● **PROBLEM DESCRIPTION**
Reproduce the material below unchanged, starting at the line containing "mark the yellow beak | one pin per instance." and ending at the line containing "Target: orthodox cross", both included.

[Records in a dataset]
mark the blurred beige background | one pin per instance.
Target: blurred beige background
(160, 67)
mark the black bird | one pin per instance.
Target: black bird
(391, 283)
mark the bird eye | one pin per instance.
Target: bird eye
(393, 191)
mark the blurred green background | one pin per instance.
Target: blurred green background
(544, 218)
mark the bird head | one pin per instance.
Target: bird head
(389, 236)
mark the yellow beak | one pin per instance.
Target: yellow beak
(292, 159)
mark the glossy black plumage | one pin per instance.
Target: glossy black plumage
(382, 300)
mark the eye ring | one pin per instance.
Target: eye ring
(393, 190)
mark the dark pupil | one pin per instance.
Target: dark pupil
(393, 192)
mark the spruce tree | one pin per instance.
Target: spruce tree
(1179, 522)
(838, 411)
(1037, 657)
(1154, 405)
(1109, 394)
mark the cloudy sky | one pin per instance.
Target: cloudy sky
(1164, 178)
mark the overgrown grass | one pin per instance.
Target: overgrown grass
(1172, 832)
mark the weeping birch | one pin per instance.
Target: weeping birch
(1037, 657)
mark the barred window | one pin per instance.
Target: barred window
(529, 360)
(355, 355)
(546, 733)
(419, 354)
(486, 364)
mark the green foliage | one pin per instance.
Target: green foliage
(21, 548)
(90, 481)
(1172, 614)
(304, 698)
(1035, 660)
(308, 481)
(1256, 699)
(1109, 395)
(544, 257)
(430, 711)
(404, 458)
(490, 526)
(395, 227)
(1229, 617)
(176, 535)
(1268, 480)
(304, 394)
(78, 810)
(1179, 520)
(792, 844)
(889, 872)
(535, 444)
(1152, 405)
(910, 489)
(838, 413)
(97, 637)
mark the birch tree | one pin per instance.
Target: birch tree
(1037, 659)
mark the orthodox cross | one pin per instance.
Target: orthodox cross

==

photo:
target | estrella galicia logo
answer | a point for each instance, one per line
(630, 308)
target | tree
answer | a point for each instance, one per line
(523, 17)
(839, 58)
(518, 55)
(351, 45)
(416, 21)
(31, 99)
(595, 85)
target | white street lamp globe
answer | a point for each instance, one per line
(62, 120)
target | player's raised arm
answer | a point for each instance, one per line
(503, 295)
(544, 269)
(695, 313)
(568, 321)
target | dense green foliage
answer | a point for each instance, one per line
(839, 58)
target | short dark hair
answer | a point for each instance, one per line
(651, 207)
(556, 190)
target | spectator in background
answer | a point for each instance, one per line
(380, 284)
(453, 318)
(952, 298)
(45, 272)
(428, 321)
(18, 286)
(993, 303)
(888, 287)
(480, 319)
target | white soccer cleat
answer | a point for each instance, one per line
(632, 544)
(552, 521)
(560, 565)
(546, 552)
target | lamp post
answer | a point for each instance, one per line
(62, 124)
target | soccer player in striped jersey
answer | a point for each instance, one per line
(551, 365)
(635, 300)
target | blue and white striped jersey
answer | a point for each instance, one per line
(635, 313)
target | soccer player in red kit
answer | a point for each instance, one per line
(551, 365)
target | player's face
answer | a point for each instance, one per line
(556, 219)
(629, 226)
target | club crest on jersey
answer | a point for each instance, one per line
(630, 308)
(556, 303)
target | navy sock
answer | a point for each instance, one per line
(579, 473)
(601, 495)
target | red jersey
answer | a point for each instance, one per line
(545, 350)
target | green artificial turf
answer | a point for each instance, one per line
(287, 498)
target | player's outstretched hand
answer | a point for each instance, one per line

● **ANSWER TO THE EXERCISE**
mark the yellow beak | one pin per instance.
Target: yellow beak
(292, 159)
mark the glossy black plumage | one pin per instance.
Target: glossy black plumage
(382, 300)
mark the eye ring | one pin per instance.
Target: eye ring
(393, 190)
mark the dark pupil | one pin per instance.
Target: dark pupil
(393, 192)
mark the spruce tree | one pin per instance.
Target: spruce tree
(1179, 522)
(838, 411)
(1037, 657)
(1154, 405)
(1109, 394)
mark the cloudy sky | one pin per instance.
Target: cloudy sky
(1164, 178)
mark the overgrown grass | one pin per instance.
Target: overgrown grass
(1172, 832)
mark the weeping birch | one pin per instance.
Target: weeping birch
(1037, 657)
mark the barred window | one pin per instance.
Target: barred window
(529, 360)
(355, 355)
(546, 733)
(419, 354)
(486, 364)
mark the green foliage | one pin per instance.
Target: green foliage
(21, 548)
(90, 481)
(1172, 614)
(304, 698)
(1035, 660)
(308, 481)
(1256, 699)
(1109, 395)
(544, 257)
(430, 711)
(404, 458)
(490, 526)
(395, 227)
(1229, 617)
(176, 535)
(1268, 480)
(304, 394)
(78, 810)
(1179, 520)
(792, 844)
(889, 872)
(535, 444)
(1152, 405)
(910, 489)
(838, 413)
(97, 637)
mark the birch tree | one pin per instance.
Target: birch tree
(1037, 659)
mark the orthodox cross | one pin per instance.
Target: orthodox cross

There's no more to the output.